Message-Id: <MPG.111a4442ddf8701d9899d6@nntp.hpl.hp.com>
[Posted and a courtesy copy mailed.]
In article <36B08F79.AC7E36A6@atrieva.com> on Thu, 28 Jan 1999 08:25:29
-0800, Jerome O'Neil <jeromeo@atrieva.com> says...
...
> #!/usr/local/bin/perl
> use Benchmark;
>
> my $string = 'TO SPLIT IS HUMAN, SUBSTR - DEVINE!';
>
> timethese(100000,{
>
> 'SP' => sub {my @array1 = split(//,$string);},
> 'WH' => sub{
my $i = 0;
my @array2;
> while($char = substr($string,$i++,1)){
> push @array2, $char;
> }
> }
> }
> );
>
> Benchmark: timing 100000 iterations of SP, WH...
> SP: 118 wallclock secs (70.38 usr + 0.02 sys = 70.40 CPU)
> WH: 8 wallclock secs ( 5.22 usr + 0.01 sys = 5.23 CPU)
>
> Using split is realy not the most efficient way to initialize an array
> in this manner. Without knowing what goes on under the hood as far as
> optimizations go, I'd wager that compiling the regex is what makes it
> more expensive.
Sorry, but you blew this one big-time! Even benchmarks should be run
with '-w', which would have told you right away what the problems were.
('use strict;' is a bit more problematic for benchmarks, though.)
When corrected for the fact that most of the substr accesses are out of
range, and avoiding pushing all the results onto the same array (see the
inserted lines above), I get this:
Benchmark: timing 100000 iterations of SP, WH...
SP: 27 wallclock secs (28.36 usr + 0.00 sys = 28.36 CPU)
WH: 36 wallclock secs (36.64 usr + 0.00 sys = 36.64 CPU)
That makes a whole lot more sense to me, because 'SP' does most of its
work in C code, while 'WH' does most of its work interpreting several
perl ops.
So simplicity and cleanliness triumph, for a change!

§ AVAILABLE DATA:

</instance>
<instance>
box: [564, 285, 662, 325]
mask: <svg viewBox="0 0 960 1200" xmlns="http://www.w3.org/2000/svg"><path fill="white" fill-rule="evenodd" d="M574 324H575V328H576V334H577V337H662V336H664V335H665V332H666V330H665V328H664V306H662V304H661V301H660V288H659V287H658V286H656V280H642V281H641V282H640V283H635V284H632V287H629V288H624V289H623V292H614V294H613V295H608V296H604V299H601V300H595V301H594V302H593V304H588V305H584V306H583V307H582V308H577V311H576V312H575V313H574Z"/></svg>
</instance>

§ TASKS FOR THIS EXERCISE:
1. For the Perl benchmark post, state whether each of the following agrees with it: (a) the reply holds that benchmarks should be run with '-w'; (b) the reply says 'SP' does most of its work interpreting perl ops; (c) the original benchmark timed 50000 iterations. Answer each with yes or no and quote the deciding words of the post.
2. Carry on the Perl benchmark post from its final sentence, keeping its technical voice.
The listing is separate material from the Perl benchmark post.

§ EXERCISE RESPONSES:
1.
(a) Yes: "Even benchmarks should be run with '-w'"
(b) No: "'SP' does most of its work in C code"
(c) No: "timing 100000 iterations of SP, WH"

2.
--
(Just Another Larry) Rosler
Hewlett-Packard Company
http://www.hpl.hp.com/personal/Larry_Rosler/
lr@hpl.hp.com
------------------------------
Date: Thu, 28 Jan 1999 09:56:39 -0800
From: Jerome O'Neil <jeromeo@atrieva.com>
To: Jonathan Feinberg <jdf@pobox.com>
Subject: Re: HELP with string parsing and scoring
Message-Id: <36B0A4D7.742F9BAD@atrieva.com>
Jonathan Feinberg wrote:
>
> Jerome O'Neil <jeromeo@atrieva.com> writes:
>
> > 'WH' => sub{
> > while($char = substr($string,$i++,1)){
> > push @array2, $char;
> > }
>
> This will fail if there's a 0 in the string.
>
> while (defined $char = substr...
It's more an example of efficiency, but you're right. So, the "safe"
substr() benchmarks are...
Benchmark: timing 100000 iterations of SP, WH...
SP: 117 wallclock secs (69.69 usr + 0.03 sys = 69.72 CPU)
WH: 10 wallclock secs ( 5.57 usr + 0.00 sys = 5.57 CPU)
--
Jerome O'Neil, Operations and Information Services
Atrieva Corporation, 600 University St., Ste. 911, Seattle, WA 98101
jeromeo@atrieva.com - Voice:206/749-2947
The Atrieva Service: Safe and Easy Online Backup http://www.atrieva.com
------------------------------
Date: Thu, 28 Jan 1999 12:27:46 -0600
From: James Ludlow <ludlow@us.ibm.com>
Subject: Re: HELP with string parsing and scoring
Message-Id: <36B0AC22.61907DDD@us.ibm.com>
Jerome O'Neil wrote:
> Observe:
>
> #!/usr/local/bin/perl
> use Benchmark;
>
> my $string = 'TO SPLIT IS HUMAN, SUBSTR - DEVINE!';
>
> timethese(100000,{
>
> 'SP' => sub {my @array1 = split(//,$string);},
> 'WH' => sub{
> while($char = substr($string,$i++,1)){
> push @array2, $char;
> }
> }
> }
> );
If you were using -w, you'd see that your code doesn't work the way you
think it does. The reason your while loop seems to run so quickly is
that after the first iteration of timethese, $i is going to be out of
the range of the string length. The code inside your while loop will
not execute.
> Benchmark: timing 100000 iterations of SP, WH...
> SP: 118 wallclock secs (70.38 usr + 0.02 sys = 70.40 CPU)
> WH: 8 wallclock secs ( 5.22 usr + 0.01 sys = 5.23 CPU)
This should be 'split' vs 'failing a while loop condition 99999 times'
--
James Ludlow (ludlow@us.ibm.com)
(Any opinions expressed are my own, not necessarily those of IBM)
------------------------------
Date: Thu, 28 Jan 1999 10:34:49 -0800
From: lr@hpl.hp.com (Larry Rosler)
Subject: Re: HELP with string parsing and scoring
Message-Id: <MPG.111a4da2193840469899d8@nntp.hpl.hp.com>
[Posted and a courtesy copy mailed.]
In article <36B0A4D7.742F9BAD@atrieva.com> on Thu, 28 Jan 1999 09:56:39
-0800, Jerome O'Neil <jeromeo@atrieva.com> says...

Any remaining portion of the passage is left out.